[AUFGABE]
Schreiben Sie alle folgenden Zeilen Zeichen für Zeichen ab, ohne etwas zu ändern.

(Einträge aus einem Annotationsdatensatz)
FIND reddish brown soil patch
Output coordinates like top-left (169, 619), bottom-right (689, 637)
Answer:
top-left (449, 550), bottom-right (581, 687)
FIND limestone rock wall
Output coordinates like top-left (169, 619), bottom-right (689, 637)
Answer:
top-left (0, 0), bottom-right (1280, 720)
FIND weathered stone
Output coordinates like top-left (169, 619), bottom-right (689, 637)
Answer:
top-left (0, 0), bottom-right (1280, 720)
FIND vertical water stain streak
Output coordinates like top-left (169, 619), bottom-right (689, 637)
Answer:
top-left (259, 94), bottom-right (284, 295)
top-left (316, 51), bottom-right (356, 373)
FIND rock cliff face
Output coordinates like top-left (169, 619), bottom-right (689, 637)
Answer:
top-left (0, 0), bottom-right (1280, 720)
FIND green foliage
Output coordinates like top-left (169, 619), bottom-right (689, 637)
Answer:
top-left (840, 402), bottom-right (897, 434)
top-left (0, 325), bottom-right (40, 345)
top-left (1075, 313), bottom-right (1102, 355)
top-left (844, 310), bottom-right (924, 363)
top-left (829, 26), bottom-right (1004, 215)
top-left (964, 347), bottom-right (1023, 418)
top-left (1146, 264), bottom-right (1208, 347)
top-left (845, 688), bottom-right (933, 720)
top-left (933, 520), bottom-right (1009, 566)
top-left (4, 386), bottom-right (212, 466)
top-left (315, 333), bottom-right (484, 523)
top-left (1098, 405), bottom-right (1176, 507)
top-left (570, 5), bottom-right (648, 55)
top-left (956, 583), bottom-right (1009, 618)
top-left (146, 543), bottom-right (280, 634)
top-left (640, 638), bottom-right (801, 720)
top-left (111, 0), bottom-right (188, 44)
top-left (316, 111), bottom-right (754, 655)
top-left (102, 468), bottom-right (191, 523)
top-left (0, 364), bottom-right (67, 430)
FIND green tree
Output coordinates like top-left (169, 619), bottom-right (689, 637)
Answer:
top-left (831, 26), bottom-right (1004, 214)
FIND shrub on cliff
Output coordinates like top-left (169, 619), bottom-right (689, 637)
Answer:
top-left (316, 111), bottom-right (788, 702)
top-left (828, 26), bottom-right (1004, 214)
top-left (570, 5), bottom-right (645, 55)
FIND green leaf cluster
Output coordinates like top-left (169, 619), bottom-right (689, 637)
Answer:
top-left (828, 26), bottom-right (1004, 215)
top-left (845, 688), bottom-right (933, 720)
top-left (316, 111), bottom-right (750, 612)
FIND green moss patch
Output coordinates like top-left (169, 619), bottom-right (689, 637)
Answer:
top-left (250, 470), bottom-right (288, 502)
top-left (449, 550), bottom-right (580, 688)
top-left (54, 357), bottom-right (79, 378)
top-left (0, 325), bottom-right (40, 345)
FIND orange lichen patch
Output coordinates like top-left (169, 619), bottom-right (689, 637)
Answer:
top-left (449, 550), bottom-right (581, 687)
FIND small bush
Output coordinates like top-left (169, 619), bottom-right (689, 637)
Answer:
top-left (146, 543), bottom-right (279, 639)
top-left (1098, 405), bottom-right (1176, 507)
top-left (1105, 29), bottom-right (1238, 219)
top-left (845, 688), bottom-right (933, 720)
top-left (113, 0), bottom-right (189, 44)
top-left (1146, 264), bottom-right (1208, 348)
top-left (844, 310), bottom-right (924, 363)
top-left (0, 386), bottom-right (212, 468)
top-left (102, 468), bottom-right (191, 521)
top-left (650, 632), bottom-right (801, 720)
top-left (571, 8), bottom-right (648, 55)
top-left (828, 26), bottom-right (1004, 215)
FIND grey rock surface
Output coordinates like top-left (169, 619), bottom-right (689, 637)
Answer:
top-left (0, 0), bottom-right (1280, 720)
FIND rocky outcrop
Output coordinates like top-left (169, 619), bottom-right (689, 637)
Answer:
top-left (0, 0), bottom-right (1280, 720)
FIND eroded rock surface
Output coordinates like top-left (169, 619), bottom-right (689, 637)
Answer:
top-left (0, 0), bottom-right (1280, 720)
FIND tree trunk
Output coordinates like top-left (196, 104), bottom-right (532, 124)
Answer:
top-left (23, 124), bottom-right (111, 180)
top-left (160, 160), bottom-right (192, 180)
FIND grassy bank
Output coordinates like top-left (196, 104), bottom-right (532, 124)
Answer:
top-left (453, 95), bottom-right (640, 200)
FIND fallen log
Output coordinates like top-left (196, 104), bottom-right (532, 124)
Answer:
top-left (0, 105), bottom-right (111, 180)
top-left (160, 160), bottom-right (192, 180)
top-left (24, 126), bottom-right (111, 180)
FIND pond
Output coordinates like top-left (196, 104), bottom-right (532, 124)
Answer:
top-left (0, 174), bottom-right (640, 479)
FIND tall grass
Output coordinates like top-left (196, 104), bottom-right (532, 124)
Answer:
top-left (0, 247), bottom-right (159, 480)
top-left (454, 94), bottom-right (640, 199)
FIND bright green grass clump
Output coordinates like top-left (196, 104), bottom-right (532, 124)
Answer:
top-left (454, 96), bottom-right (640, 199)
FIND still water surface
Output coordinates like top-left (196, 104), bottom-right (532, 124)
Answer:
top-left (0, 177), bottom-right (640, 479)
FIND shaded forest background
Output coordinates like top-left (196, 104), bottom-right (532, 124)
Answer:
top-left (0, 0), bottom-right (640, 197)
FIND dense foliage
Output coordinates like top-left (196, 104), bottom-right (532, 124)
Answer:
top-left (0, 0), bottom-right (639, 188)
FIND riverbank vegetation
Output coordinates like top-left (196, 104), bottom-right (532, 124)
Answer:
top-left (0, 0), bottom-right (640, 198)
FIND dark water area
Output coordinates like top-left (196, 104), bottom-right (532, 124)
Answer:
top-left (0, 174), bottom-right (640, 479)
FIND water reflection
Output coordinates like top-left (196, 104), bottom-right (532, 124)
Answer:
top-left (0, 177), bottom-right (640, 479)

[ERGEBNIS DER AUFGABE]
FIND reddish brown soil patch
Output coordinates like top-left (169, 619), bottom-right (689, 637)
Answer:
top-left (449, 550), bottom-right (581, 687)
FIND limestone rock wall
Output coordinates like top-left (169, 619), bottom-right (689, 637)
Answer:
top-left (0, 0), bottom-right (1280, 720)
FIND weathered stone
Output coordinates like top-left (169, 619), bottom-right (689, 637)
Answer:
top-left (0, 0), bottom-right (1280, 720)
FIND vertical water stain streak
Output coordinates like top-left (169, 619), bottom-right (689, 637)
Answer:
top-left (259, 94), bottom-right (284, 295)
top-left (316, 51), bottom-right (356, 373)
FIND rock cliff face
Output coordinates like top-left (169, 619), bottom-right (689, 637)
Answer:
top-left (0, 0), bottom-right (1280, 720)
FIND green foliage
Output coordinates like top-left (169, 619), bottom-right (689, 637)
Answer:
top-left (840, 402), bottom-right (897, 434)
top-left (0, 325), bottom-right (40, 345)
top-left (1075, 313), bottom-right (1102, 355)
top-left (844, 310), bottom-right (924, 363)
top-left (829, 26), bottom-right (1004, 215)
top-left (964, 347), bottom-right (1023, 418)
top-left (1146, 264), bottom-right (1208, 347)
top-left (845, 688), bottom-right (933, 720)
top-left (933, 520), bottom-right (1009, 566)
top-left (4, 386), bottom-right (212, 466)
top-left (315, 333), bottom-right (484, 523)
top-left (1098, 405), bottom-right (1176, 507)
top-left (570, 5), bottom-right (648, 55)
top-left (956, 583), bottom-right (1009, 618)
top-left (146, 543), bottom-right (280, 634)
top-left (640, 638), bottom-right (801, 720)
top-left (111, 0), bottom-right (188, 44)
top-left (316, 111), bottom-right (754, 655)
top-left (102, 468), bottom-right (191, 523)
top-left (0, 364), bottom-right (67, 430)
FIND green tree
Output coordinates like top-left (169, 619), bottom-right (689, 637)
Answer:
top-left (831, 26), bottom-right (1004, 214)
FIND shrub on cliff
Output coordinates like top-left (169, 619), bottom-right (689, 637)
Answer:
top-left (316, 111), bottom-right (788, 702)
top-left (828, 26), bottom-right (1004, 214)
top-left (570, 5), bottom-right (645, 55)
FIND green leaf cluster
Output coordinates like top-left (169, 619), bottom-right (689, 637)
Answer:
top-left (828, 26), bottom-right (1004, 215)
top-left (845, 688), bottom-right (933, 720)
top-left (316, 111), bottom-right (750, 612)
FIND green moss patch
Output coordinates like top-left (169, 619), bottom-right (689, 637)
Answer:
top-left (250, 470), bottom-right (288, 502)
top-left (449, 550), bottom-right (580, 688)
top-left (54, 357), bottom-right (79, 378)
top-left (0, 325), bottom-right (40, 345)
FIND orange lichen patch
Output coordinates like top-left (169, 619), bottom-right (689, 637)
Answer:
top-left (449, 550), bottom-right (581, 687)
FIND small bush
Output coordinates like top-left (169, 619), bottom-right (689, 637)
Answer:
top-left (146, 543), bottom-right (279, 639)
top-left (1098, 405), bottom-right (1176, 507)
top-left (1105, 29), bottom-right (1238, 219)
top-left (845, 688), bottom-right (933, 720)
top-left (113, 0), bottom-right (189, 44)
top-left (1146, 264), bottom-right (1208, 348)
top-left (844, 310), bottom-right (924, 363)
top-left (0, 386), bottom-right (212, 468)
top-left (102, 468), bottom-right (191, 521)
top-left (650, 632), bottom-right (801, 720)
top-left (571, 8), bottom-right (648, 55)
top-left (828, 26), bottom-right (1004, 215)
FIND grey rock surface
Output coordinates like top-left (169, 619), bottom-right (689, 637)
Answer:
top-left (0, 0), bottom-right (1280, 720)
FIND rocky outcrop
Output coordinates like top-left (169, 619), bottom-right (689, 637)
Answer:
top-left (0, 0), bottom-right (1280, 720)
FIND eroded rock surface
Output coordinates like top-left (169, 619), bottom-right (689, 637)
Answer:
top-left (0, 0), bottom-right (1280, 720)
FIND tree trunk
Output coordinates like top-left (196, 104), bottom-right (532, 124)
Answer:
top-left (23, 124), bottom-right (111, 180)
top-left (160, 160), bottom-right (192, 180)
FIND grassy bank
Output coordinates like top-left (196, 104), bottom-right (532, 124)
Answer:
top-left (453, 95), bottom-right (640, 200)
FIND fallen log
Output coordinates like top-left (196, 104), bottom-right (532, 124)
Answer:
top-left (0, 105), bottom-right (111, 180)
top-left (160, 160), bottom-right (192, 180)
top-left (24, 126), bottom-right (111, 180)
FIND pond
Output coordinates like top-left (196, 104), bottom-right (532, 124)
Answer:
top-left (0, 174), bottom-right (640, 479)
FIND tall grass
Output coordinates like top-left (196, 104), bottom-right (532, 124)
Answer:
top-left (0, 247), bottom-right (159, 480)
top-left (454, 94), bottom-right (640, 199)
FIND bright green grass clump
Output coordinates like top-left (196, 104), bottom-right (532, 124)
Answer:
top-left (454, 96), bottom-right (640, 199)
FIND still water surface
Output coordinates like top-left (196, 104), bottom-right (532, 124)
Answer:
top-left (0, 177), bottom-right (640, 479)
FIND shaded forest background
Output coordinates like top-left (196, 104), bottom-right (532, 124)
Answer:
top-left (0, 0), bottom-right (640, 197)
FIND dense foliage
Output coordinates like top-left (196, 104), bottom-right (532, 124)
Answer:
top-left (0, 0), bottom-right (639, 188)
FIND riverbank vegetation
Output coordinates like top-left (196, 104), bottom-right (532, 124)
Answer:
top-left (0, 0), bottom-right (640, 198)
FIND dark water area
Output coordinates like top-left (196, 104), bottom-right (532, 124)
Answer:
top-left (0, 174), bottom-right (640, 479)
FIND water reflection
Output coordinates like top-left (196, 104), bottom-right (532, 124)
Answer:
top-left (0, 177), bottom-right (640, 479)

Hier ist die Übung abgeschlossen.